TEXT FOR ANALYSIS:
•••••

OMG The Food : Chai

Good morning everyone,It’s been less than three weeks since I arrived at my second home in Canada from my trip to my other home in India.  I spent the first week battling jet lag, resting, restoring my bedroom after having surrendered it to an awesome future law student while I was away (thanks Pat!).

I haven’t had much of an appetite or time to cook since I’ve been home.  I miss the dhabas and Panjabi food and the pure joy that comes when good friends are gathered around all that marvelous food sharing good times and making amazing memories.  I knew how to cook before I got home to Punjab but I learned a lot more while I was there.  I also lost 19 pounds switching from a reasonably healthy western diet to the vegetarian diet that goes along with my faith but is suitable for most people.  Food is a passion of mine, because it brings families and friends together.  And I want to share it with you.

Don’t be intimidated.  Despite claims to the contrary Indian food, particularly Panjabi food is easy.  Sometimes time consuming and sometimes a little labour intensive but easy.  If you’re a spice lover like I am, you’ll find it’s worth the time.

I also plan to spice up some of our traditional western foods and make others vaishno (vegetarian without egg but with dairy) so that all our friends and family, can enjoy the fusion of east meets west.  I don’t know how well those recipes will go but you’ll find out as I do.  I hope to have a half decent selection of fusion recipes prepared.

•••••

(Image point grounding data)
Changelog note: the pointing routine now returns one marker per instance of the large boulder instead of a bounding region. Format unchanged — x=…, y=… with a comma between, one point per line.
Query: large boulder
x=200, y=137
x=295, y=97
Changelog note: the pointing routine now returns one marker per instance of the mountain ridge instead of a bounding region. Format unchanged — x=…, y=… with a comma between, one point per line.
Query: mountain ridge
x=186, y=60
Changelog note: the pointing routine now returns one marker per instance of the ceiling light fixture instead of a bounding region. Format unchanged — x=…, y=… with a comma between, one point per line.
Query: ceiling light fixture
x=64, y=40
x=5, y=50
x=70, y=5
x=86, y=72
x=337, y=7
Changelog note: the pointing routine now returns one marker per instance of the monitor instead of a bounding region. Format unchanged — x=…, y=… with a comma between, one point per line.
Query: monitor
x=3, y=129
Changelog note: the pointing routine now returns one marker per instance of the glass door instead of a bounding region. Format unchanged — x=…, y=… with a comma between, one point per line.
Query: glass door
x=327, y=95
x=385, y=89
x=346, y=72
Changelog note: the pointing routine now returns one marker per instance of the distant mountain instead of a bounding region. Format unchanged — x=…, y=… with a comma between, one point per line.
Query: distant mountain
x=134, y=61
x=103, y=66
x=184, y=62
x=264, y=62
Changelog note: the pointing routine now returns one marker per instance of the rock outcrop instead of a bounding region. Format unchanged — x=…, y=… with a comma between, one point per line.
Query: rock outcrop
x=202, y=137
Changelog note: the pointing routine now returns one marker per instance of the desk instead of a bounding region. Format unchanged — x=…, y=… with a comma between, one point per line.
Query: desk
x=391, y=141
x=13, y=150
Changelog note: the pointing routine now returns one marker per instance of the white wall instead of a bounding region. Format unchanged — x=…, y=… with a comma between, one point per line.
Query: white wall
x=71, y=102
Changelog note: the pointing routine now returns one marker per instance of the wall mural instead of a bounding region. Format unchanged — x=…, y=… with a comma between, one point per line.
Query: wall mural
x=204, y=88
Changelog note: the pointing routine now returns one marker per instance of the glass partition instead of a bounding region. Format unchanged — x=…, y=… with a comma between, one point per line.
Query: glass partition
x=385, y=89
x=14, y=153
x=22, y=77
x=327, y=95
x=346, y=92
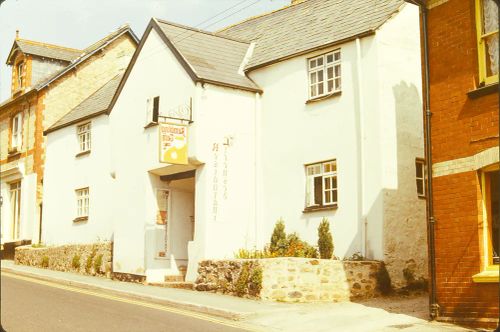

•••••

WHAT THIS EXERCISE ASKS:
1 - According to the food blog post, how many pounds did the writer lose after switching to a vegetarian diet?
2 - Please continue the food blog post from the point where it ends.

SOLVED TASKS:
1 - 19 pounds.

2 -
Eating an Amritdhari diet (also vaishno) is difficult where I live – where produce selection is sometimes iffy, where dairy comes only from cows and occasionally goats, where spices are available in their dried form generally and the beans and other proteins required to ensure that we have enough protein are generally canned (gross) or practically dessicated but I think it will be a lot of fun to give this a try.  It’s also difficult because food here is more processed, often containing hidden ingredients that you wouldn’t think of – gelatin and rennin for example.

The first recipe I will share is Chai Tea.  Let’s start with the name.  Chai means tea.  So when you say chai tea you are really saying “tea tea”.  Let’s just cut that out and call it Chai.  There are as many recipes for Chai as people who make it and it’s so much fun to find your favourite masala combinations for this milk tea.

Let’s start with the basics.  Chai is made of black tea typically from Assam or you can use any other black tea leaf.  In India, we make it from loose tea and in Canada, I’ve used tea bags.  You just don’t get a lot of selection where I live, what can I say?  Both versions turn out great.  The important thing is that you infuse the flavours with care and don’t rush the chai.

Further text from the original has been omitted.